Importance
Prenatal genetic testing guidelines recommend providing patients with detailed information to allow informed, preference-based screening and diagnostic testing decisions. The effect of implementing these guidelines is not well understood.
Objective
Toanalyze the effect of a decision support guide and elimination of financial barriers to testing on use of prenatal genetic testing and decision-making among women of varying literacy and numeracy levels.
Design
Randomized trial conducted from 2010-2013.
Setting
Prenatal clinics at three county hospitals, a community clinic, an academic center, and three medical centers of an integrated health care delivery system in the San Francisco Bay area.
Participants
English- or Spanish-speaking women who had not yet undergone screening and/or diagnostic testing and remained pregnant at 11 weeks gestation (n=710).
Interventions
A computerized, interactive decision support guide and access to prenatal testing with no out-of-pocket expense (n=357) or usual care as per current guidelines (n=353).
Main Outcome Measures
The primary outcome was invasive diagnostic test use, obtained via medical record review. Secondary outcomes included testing strategy undergone, and knowledge, risk comprehension, decisional conflict and decision regret at 24-36 weeks' gestation.

* [ENTRIES SUPPLIED]

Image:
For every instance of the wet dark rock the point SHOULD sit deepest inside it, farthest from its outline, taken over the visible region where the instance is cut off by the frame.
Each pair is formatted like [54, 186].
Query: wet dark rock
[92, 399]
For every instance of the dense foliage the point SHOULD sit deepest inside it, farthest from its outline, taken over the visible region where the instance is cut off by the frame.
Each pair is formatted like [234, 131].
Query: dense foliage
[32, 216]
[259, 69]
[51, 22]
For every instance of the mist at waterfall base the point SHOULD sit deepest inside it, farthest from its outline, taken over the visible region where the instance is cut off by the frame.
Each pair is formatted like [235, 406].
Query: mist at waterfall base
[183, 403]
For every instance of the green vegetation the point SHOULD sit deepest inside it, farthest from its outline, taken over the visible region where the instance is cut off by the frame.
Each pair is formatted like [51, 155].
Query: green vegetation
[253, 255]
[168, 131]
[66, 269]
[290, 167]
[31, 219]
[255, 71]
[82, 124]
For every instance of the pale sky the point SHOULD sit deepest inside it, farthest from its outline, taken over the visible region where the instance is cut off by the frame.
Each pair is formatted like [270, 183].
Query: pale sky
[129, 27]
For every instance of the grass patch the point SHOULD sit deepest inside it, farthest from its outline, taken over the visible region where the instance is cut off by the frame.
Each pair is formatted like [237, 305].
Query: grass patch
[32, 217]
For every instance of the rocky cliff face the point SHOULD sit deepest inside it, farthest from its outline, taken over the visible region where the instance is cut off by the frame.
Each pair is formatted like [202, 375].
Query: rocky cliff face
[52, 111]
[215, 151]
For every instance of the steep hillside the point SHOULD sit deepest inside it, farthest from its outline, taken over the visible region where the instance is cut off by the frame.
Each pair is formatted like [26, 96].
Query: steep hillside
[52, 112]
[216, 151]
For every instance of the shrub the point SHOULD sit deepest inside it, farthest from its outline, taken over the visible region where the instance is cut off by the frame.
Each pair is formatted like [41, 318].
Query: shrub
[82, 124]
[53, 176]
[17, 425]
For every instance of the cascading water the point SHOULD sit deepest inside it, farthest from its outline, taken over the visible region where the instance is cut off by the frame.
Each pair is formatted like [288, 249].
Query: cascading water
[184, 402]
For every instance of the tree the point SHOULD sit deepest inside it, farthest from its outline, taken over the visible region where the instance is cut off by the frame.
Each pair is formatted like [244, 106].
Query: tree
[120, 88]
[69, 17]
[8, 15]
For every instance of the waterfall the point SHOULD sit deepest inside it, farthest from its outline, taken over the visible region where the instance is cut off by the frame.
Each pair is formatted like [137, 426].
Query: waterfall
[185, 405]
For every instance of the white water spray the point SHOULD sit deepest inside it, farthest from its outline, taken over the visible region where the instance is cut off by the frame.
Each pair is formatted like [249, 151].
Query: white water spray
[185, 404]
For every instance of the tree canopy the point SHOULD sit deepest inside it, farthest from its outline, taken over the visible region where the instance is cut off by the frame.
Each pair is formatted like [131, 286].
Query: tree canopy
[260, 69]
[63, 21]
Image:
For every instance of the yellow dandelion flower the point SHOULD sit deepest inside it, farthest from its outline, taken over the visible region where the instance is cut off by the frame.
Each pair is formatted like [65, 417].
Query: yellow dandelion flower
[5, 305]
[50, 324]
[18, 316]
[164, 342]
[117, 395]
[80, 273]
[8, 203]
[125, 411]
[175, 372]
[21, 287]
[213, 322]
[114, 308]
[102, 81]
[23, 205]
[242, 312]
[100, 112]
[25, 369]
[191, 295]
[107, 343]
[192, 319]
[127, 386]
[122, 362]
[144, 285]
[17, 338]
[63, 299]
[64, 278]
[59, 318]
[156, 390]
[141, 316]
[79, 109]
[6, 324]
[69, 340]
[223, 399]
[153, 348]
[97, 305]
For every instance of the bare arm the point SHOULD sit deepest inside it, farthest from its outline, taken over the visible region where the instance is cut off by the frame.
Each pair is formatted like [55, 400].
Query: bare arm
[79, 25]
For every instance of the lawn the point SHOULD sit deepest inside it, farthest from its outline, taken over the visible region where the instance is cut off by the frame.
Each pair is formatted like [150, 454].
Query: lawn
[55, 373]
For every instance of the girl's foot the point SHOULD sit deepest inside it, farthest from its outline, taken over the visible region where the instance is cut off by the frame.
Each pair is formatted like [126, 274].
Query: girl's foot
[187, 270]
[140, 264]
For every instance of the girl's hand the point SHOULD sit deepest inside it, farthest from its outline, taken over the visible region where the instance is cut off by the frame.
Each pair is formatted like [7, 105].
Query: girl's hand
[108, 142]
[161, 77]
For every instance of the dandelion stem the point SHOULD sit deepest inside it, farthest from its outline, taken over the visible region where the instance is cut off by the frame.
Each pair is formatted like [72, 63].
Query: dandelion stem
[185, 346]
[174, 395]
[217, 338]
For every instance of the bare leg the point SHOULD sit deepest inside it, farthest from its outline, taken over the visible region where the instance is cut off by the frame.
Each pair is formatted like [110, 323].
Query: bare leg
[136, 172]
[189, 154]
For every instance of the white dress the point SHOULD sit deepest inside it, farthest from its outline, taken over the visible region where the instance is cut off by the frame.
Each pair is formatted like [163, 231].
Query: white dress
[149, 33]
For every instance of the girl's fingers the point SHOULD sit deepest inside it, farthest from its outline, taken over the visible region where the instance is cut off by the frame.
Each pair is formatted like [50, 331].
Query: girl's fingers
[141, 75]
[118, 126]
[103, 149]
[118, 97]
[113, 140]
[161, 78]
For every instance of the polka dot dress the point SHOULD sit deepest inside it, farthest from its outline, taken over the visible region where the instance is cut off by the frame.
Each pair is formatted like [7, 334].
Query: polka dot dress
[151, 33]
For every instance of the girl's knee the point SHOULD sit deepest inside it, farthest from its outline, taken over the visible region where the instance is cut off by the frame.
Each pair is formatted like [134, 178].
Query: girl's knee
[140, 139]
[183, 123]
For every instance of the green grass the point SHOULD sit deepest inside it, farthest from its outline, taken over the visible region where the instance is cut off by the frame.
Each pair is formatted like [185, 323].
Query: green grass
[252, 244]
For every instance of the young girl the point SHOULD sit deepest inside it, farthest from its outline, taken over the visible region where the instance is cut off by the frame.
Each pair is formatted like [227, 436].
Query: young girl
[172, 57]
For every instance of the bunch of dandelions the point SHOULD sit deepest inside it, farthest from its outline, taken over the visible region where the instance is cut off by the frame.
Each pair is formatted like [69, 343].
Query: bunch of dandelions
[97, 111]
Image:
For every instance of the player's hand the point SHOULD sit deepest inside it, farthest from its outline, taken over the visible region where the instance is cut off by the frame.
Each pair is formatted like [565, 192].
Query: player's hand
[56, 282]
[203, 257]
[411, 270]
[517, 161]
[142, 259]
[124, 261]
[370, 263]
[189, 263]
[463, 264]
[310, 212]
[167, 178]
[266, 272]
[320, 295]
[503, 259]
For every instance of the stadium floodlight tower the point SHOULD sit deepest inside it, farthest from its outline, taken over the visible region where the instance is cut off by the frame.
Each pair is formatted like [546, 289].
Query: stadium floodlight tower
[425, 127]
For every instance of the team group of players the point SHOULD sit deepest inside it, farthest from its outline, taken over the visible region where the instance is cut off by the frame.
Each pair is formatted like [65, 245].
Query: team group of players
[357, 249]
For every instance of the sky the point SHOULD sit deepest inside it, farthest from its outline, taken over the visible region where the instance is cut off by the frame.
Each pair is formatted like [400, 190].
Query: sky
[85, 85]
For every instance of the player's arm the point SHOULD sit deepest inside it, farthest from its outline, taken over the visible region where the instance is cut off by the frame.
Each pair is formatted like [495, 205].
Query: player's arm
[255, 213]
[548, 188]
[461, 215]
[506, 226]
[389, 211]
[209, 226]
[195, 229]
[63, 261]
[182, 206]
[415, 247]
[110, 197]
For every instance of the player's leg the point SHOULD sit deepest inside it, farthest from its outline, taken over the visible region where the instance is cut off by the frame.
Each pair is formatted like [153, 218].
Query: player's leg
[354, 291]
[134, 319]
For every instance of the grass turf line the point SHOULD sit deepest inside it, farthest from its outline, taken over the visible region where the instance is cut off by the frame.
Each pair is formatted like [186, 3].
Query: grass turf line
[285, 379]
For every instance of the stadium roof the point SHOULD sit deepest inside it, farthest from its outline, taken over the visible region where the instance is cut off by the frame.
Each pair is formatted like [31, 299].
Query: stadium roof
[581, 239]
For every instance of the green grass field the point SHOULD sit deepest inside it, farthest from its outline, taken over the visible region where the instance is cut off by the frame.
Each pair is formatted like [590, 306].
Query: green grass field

* [ACTIVITY LIST]
1) Answer the following questions using the abstract on prenatal genetic testing.
(a) How many women were assigned to the decision support guide and no-cost testing arm?
(b) During which years was the randomized trial conducted?
(c) By what means was invasive diagnostic test use obtained?
2) Pick up the abstract on prenatal genetic testing after its final sentence and continue it.

* [TASK-BY-TASK RESULTS]
1)
(a) 357
(b) 2010-2013
(c) Medical record review

2)
Results
Women randomized to the intervention group, compared to those randomized to the control group, were less likely to have invasive testing [5.9% vs. 12.3%, odds ratio (OR) 0.45, 95% CI 0.25-0.80] and more likely to forego testing altogether [25.6% vs. 20.4%, OR 3.30 (reference group screening followed by invasive testing), CI 1.43-7.64]. They also had higher knowledge scores (9.4 vs. 8.6 on a 15-point scale, mean group difference 0.82, CI 0.34-1.31), and were more likely to correctly estimate the amniocentesis-related miscarriage risk (73.8% vs. 59.0%, OR 1.95, CI 1.39-2.75) and their age-adjusted chance of carrying a fetus with trisomy 21 (58.7% vs. 46.1%, OR 1.66, CI 1.22-2.28). Significant differences did not emerge in decisional conflict or decision regret.
Conclusions and Relevance
Full implementation of prenatal testing guidelines using a computerized, interactive decision support guide in the absence of financial barriers to testing resulted in lesser test use and more informed choices. If validated in additional populations, this approach may result in more informed and preference-based prenatal testing decision making, and fewer women undergoing testing.